__Extrait__.
Moscou, maître du jeu diplomatique – par Hala Kodmani
Depuis que son armée intervient sur le terrain, la Russie a pris de l’ascendant sur les Etats-Unis dans les pourparlers de paix.
Ce mois d’août était celui de toutes les promesses pour une sortie de crise en Syrie. Il aurait dû voir la mise place d’un organe de transition à Damas, selon le plan établi par la communauté internationale à la fin de l’année dernière. «Nous nous sommes accordés sur le calendrier pour un projet de constitution, choses que nous envisageons pour août», annonçait fin mars encore le secrétaire d’Etat américain, John Kerry, lors d’une rencontre avec le chef de la diplomatie russe, Sergueï Lavrov. A défaut, le 1er août a été la nouvelle date limite fixée par l’ONU pour la reprise des pourparlers à Genève entre le régime de Bachar al-Assad et l’opposition. C’est peu dire que la bataille d’Alep a bousculé le calendrier diplomatique. Pourrait-il en être autrement quand les parrains et les partisans d’une «solution politique» sont pour la plupart engagés militairement, à différents titres, sur le terrain ou dans le ciel syrien ?
«Preuve»
Considérée partout comme «la seule possible», selon la formule consacrée, répétée au Quai d’Orsay et dans d’autres chancelleries, l’issue politique au conflit syrien n’avance pas avec des déclarations. Elle dépend de trop d’acteurs internationaux, régionaux et locaux aux ambitions et aux stratégies opposées, et qui interviennent directement sur le terrain. Les uns et les autres avaient pourtant entamé un processus sérieux en novembre à Vienne. Sans aucun Syrien représenté, les 20 pays les plus impliqués et les plus influents s’étaient mis d’accord sur «une feuille de route pour la paix». Entériné en décembre par une résolution du Conseil de sécurité de l’ONU votée à l’unanimité, le plan devait conduire à l’adoption d’une nouvelle constitution pour la Syrie et à l’organisation d’élections dans les dix-huit mois suivants. Un Groupe international de soutien à la Syrie (Giss) a été constitué à Vienne pour suivre l’application du plan. Ses coprésidents, la Russie et les Etats-Unis, ont souvent préféré gérer le dossier à deux. Les partenaires européens, arabes, iranien ou turc, mais aussi les Syriens eux-mêmes attendaient l’issue du dialogue entre Kerry et Lavrov pour tenter de comprendre ou peser sur leurs orientations.

__Lignes de données__.
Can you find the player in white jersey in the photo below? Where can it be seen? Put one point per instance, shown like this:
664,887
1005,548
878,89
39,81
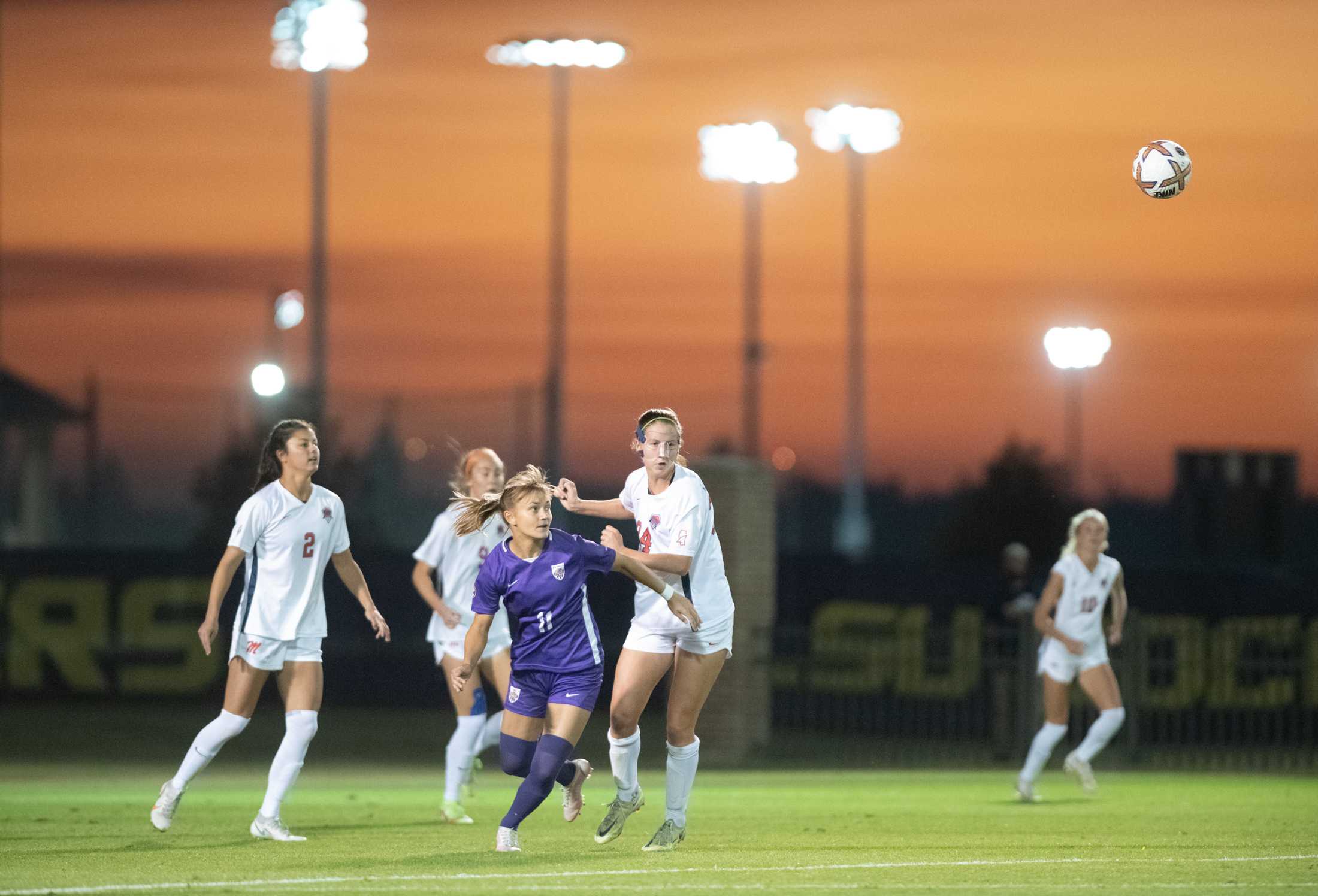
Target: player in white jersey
1075,647
458,559
289,531
675,523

__Consignes de travail__.
1. Répondez à ces questions d'après l'article sur la diplomatie russe en Syrie :
(a) Quelle date l'ONU avait-elle fixée pour la reprise des pourparlers à Genève ?
(b) Combien de pays se sont mis d'accord à Vienne sur une feuille de route pour la paix ?
(c) Quels pays coprésident le Groupe international de soutien à la Syrie ?
2. Dans l'article sur la diplomatie russe en Syrie, reprenez tout ce qui va de « Moscou, maître du » jusqu'à « pourparlers de paix. » en substituant « Fédération de Russie » à « Russie ».
3. Poursuivez l'article sur le rôle de Moscou dans les pourparlers syriens après sa dernière phrase.

__Réponses aux consignes__.
1.
(a) Le 1er août.
(b) Les 20 pays les plus impliqués et les plus influents.
(c) La Russie et les Etats-Unis.

2.
Moscou, maître du jeu diplomatique – par Hala Kodmani
Depuis que son armée intervient sur le terrain, la Fédération de Russie a pris de l’ascendant sur les Etats-Unis dans les pourparlers de paix.

3.
Samedi, dans une lettre adressée à ses homologues américain et russe, Jean-Marc Ayrault a exhorté Washington et Moscou à «donner la preuve du sérieux de leur engagement» pour une solution politique en Syrie et à «tout mettre en œuvre pour conjurer l’échec». Le ministre français des Affaires étrangères évoque «une dernière chance de prouver la crédibilité et l’efficacité du processus politique lancé il y a près d’un an à Vienne».
Le tête-à-tête a été voulu dès le début par Moscou pour s’imposer à nouveau, à la faveur du conflit syrien, comme le pendant de Washington sur la scène internationale. Dans le couple, c’est une Russie déterminée qui mène le jeu depuis octobre et l’intervention directe de son armée en Syrie, tandis que l’administration Obama poursuit sa gestion hésitante du dossier. Il y a quelques jours encore, les deux parrains respectifs du régime syrien et de l’opposition se sont écharpés une nouvelle fois après les derniers gains des forces pro-régime à Alep. John Kerry a demandé aux protagonistes à Alep de faire preuve de retenue. Un appel jugé «inacceptable» par Moscou. «Dès qu’il y a des progrès dans les combats contre les terroristes, grâce à l’armée syrienne avec notre soutien, les Américains nous demandent d’arrêter de les combattre», a critiqué le vice-ministre des Affaires étrangères, Sergueï Ryabkov.
Assurer des avancées décisives des forces pro-régime sur le terrain pour permettre à Bachar al-Assad de négocier en position de force à Genève, face à des opposants affaiblis et divisés, reste la stratégie gagnante de Moscou. Son grand avantage par rapport aux acteurs internationaux et régionaux impliqués en Syrie est de ne pas avoir de priorité intérieure : ni menaces terroristes comme en France ou en Allemagne, ni risque de putsch comme en Turquie, ni échéance électorale majeure comme aux Etats-Unis.
«Sarajevo»
«La tragédie d’Alep révèle la faiblesse occidentale, selon Roger Boyes, éditorialiste de The Times. Ce siège est le Sarajevo du XXIe siècle et on l’ignore tant on est accaparé par les attentats terroristes sur notre continent. Une victoire russe permettra non seulement à Al-Assad de rester au pouvoir, mais installera la Russie durablement au Moyen-Orient.» Roger Boyes conclut : «C’est en tout cas une humiliation pour l’Occident et le résultat d’années de défaitisme.»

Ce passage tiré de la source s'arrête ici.